* _Texto de partida_
Una herejía de leche tibia

El desprestigio del biberón comienza apenas nacido el niño hambriento: médicos y enfermeras, ceñudos y solemnes, agitan su dedo índice contra las magulladas madres y les recitan aquellos evangelios sobre el incomparable maná que, para la criatura, viene a ser el primer alimento de la ubre materna, lo que obliga a la más estricta prohibición de otros medios de alimentación, naturalmente encabezados por el tetero (inclusive sé, por la buena fuente de mi cuñada en dieta, que las enfermeras pueden regañar a una parturienta por el inconcebible delito de no tener leche en su pecho). La planta entera de una clínica hecha un solo berrido y la amenaza de que los recién nacidos sufran el primer desmayo de sus vidas no son suficientes para que los facultativos se conmuevan y autoricen el uso del tetero: su fanática religión solo les permite ceder cuando la madre se arrodilla a suplicar por su hijo comatoso, y supongo que solo por pudor no la obligan a firmar un malicioso papel con que el centro de salud busque eximirse de responsabilidades ante las funestas consecuencias de tamaña monstruosidad.

Cuando el niño ha crecido -junto a padres y tíos afectuosos que, protegidos por la clandestinidad del hogar, ven como un regalo de la vida poder preparar el biberón-, irrumpe en su vida la adusta figura del odontólogo. Él, con su fluorizada bata blanca y sus oscuras noticias sobre alimañas microscópicas, pedirá la pena capital para el tetero y llamará la atención a los pusilánimes padres que no han tenido valor para extirpar de cuajo esa práctica idólatra. Al tanto de los últimos reportes científicos -a veces, enfangados en ese vaivén caprichoso de evita hacer hoy lo que te recomendaré mañana-, asustará a toda la familia con las palabras malditas de “mordida torcida” -esa que tenemos usted y yo, estimado lector, y todos nuestros parientes-, y lanzarán la terrible profecía de que el niño, de continuar en la herejía del biberón, se deformará como un horrible Quasimodo.

* _Fragmentos del listado_
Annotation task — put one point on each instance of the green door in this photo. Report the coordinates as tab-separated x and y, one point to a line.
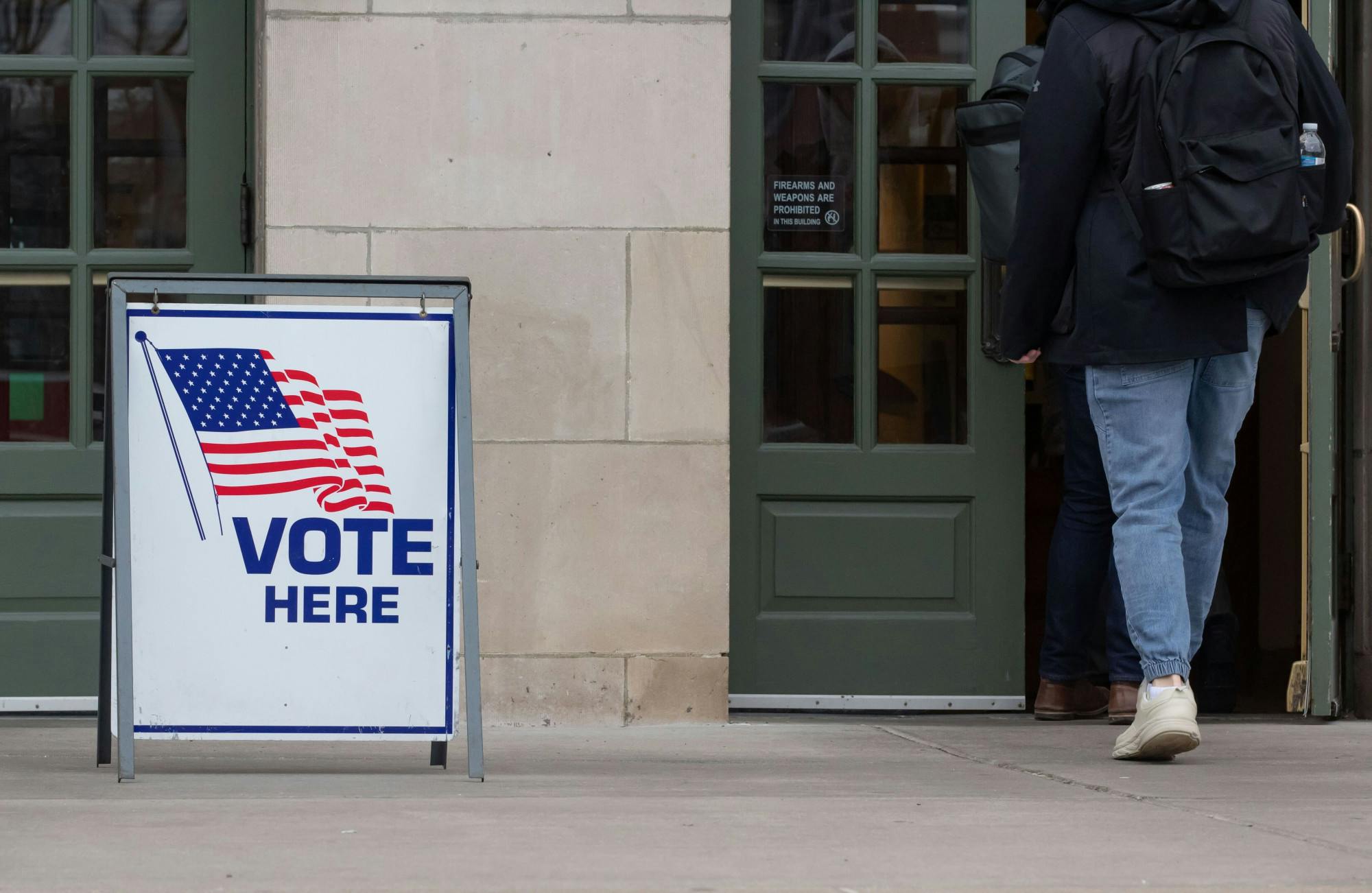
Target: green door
124	135
877	473
1319	693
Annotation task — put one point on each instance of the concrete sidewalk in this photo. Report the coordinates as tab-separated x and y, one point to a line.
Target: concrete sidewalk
765	803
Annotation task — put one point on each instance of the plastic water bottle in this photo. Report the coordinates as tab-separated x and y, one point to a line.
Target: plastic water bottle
1312	147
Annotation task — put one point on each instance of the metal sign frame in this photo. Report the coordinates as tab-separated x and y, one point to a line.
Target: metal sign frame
117	496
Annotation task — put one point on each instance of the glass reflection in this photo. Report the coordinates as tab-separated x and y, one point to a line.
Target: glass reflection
36	28
142	28
807	361
923	171
927	31
809	152
809	31
35	146
35	357
139	163
923	361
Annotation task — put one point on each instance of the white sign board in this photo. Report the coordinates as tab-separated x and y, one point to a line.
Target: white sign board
293	525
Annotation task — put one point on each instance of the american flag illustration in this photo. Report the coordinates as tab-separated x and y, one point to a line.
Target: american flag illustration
267	429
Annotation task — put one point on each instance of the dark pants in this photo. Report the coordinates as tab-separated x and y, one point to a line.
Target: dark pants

* _Tareas por hacer_
(1) En el texto sobre el biberón, ¿por qué delito pueden las enfermeras regañar a una parturienta?
(2) Prolonga el texto sobre el biberón a partir de su última oración, con el mismo tono irónico.

* _Respuestas del ejercicio_
(1) Por no tener leche en su pecho.

(2)
A los cinco o seis años, los últimos paganos sufrirán los ataques de los regentes de preescolares y de los mismos parientes (los padres y tíos del párrafo anterior), quienes ahora ridiculizarán al niño a causa de la misma costumbre que ellos han promocionado. Los varoncitos agacharán la cabeza ante la nueva reprimenda pero, una o dos décadas después -y para el resto de sus vidas- volverán a gustar de la mamila en su versión más natural, aunque al consabido precio de esa invencible clandestinidad que conocieron desde su primer día en el mundo. A las niñas les espera, a partir de la guardería, la perspectiva de una vida horrible sin teteros ni nada que se les parezca. En todo caso -y que quede a beneficio de inventario- yo he conocido por ahí, como esporádicas golondrinas de ningún verano, a ciertas heroínas que, apenas llegan de sus clases universitarias, se echan en cama con un tetero caliente cuya existencia, quizá, no conocen madres ni novios.

Cada que visito un almacén de cadena y observo la atiborrada exhibición de biberones, teteros, chupas y chupetes de todos los colores, tamaños e incluso olores, me siento inobjetablemente feliz y tranquilo: me ilusiona pensar que nuestra humanidad, por más que ella misma pretenda ahogarse en auto mortificaciones y terrores gratuitos, no está dispuesta a renunciar a aquello que alguna vez calificó como placentero; y, por eso, por más que muchos hablen siempre habrá otros tantos que chupen.